WHAT THE TASK REQUIRES
Reproduce the listing below verbatim, keeping every line in its original order.

EXCERPTED RECORDS

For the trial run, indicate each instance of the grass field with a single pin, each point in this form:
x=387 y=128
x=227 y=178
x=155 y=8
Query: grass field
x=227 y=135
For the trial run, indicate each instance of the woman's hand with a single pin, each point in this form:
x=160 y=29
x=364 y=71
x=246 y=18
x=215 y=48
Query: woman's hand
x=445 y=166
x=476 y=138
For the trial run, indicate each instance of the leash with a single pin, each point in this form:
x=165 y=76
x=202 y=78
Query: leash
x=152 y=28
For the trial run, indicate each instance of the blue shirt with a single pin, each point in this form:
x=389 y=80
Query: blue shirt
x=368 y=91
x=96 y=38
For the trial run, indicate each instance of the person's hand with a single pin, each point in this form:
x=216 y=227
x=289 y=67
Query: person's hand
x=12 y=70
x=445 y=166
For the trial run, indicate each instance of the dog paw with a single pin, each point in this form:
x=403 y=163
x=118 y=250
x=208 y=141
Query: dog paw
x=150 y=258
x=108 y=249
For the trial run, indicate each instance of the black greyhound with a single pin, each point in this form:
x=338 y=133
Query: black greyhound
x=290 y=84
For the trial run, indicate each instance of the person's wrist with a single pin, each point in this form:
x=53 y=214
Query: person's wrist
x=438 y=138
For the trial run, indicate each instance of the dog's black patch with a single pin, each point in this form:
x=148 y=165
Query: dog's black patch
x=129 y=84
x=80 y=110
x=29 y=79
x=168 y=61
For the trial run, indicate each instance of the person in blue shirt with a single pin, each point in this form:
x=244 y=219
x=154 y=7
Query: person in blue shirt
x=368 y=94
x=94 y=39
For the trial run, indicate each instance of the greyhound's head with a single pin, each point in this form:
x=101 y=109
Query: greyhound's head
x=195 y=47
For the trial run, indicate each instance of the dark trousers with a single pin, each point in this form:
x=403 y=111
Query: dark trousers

CORRECT RESULT
For the trial run, indicate each instance of the grass field with a single pin, each point in this form:
x=387 y=128
x=227 y=178
x=155 y=8
Query: grass field
x=227 y=135
For the trial run, indicate each instance of the woman's hand with a single pin, each point in this form:
x=160 y=29
x=364 y=71
x=246 y=18
x=215 y=48
Query: woman's hand
x=445 y=166
x=476 y=138
For the trial run, indicate each instance of the leash with a single pin, each point in this form:
x=165 y=76
x=202 y=78
Query: leash
x=152 y=28
For the trial run, indicate each instance of the blue shirt with a single pin, each point in this form:
x=389 y=80
Query: blue shirt
x=368 y=91
x=96 y=38
For the trial run, indicate each instance of the person's hand with a single pin, each point in this form:
x=216 y=227
x=289 y=67
Query: person's hand
x=12 y=70
x=445 y=166
For the trial run, indicate each instance of the dog paw with a single pin, each point in this form:
x=403 y=163
x=118 y=250
x=208 y=141
Query: dog paw
x=150 y=258
x=108 y=249
For the trial run, indicate each instance of the black greyhound with a single pin, each point in this form:
x=338 y=133
Query: black greyhound
x=290 y=84
For the trial run, indicate each instance of the person's wrist with a single pin, each point in this form:
x=53 y=214
Query: person's wrist
x=438 y=138
For the trial run, indicate each instance of the dog's black patch with a single pin, each point in this form:
x=148 y=165
Query: dog's black patch
x=129 y=84
x=80 y=110
x=29 y=79
x=168 y=61
For the trial run, indicate each instance of the person in blue shirt with a single pin, each point in this form:
x=244 y=219
x=154 y=7
Query: person in blue shirt
x=368 y=94
x=94 y=39
For the trial run, indicate each instance of the greyhound's head with a single pin, each point in this form:
x=101 y=109
Query: greyhound's head
x=195 y=47
For the trial run, indicate each instance of the dark trousers with a single pin, each point in this form:
x=403 y=111
Query: dark trousers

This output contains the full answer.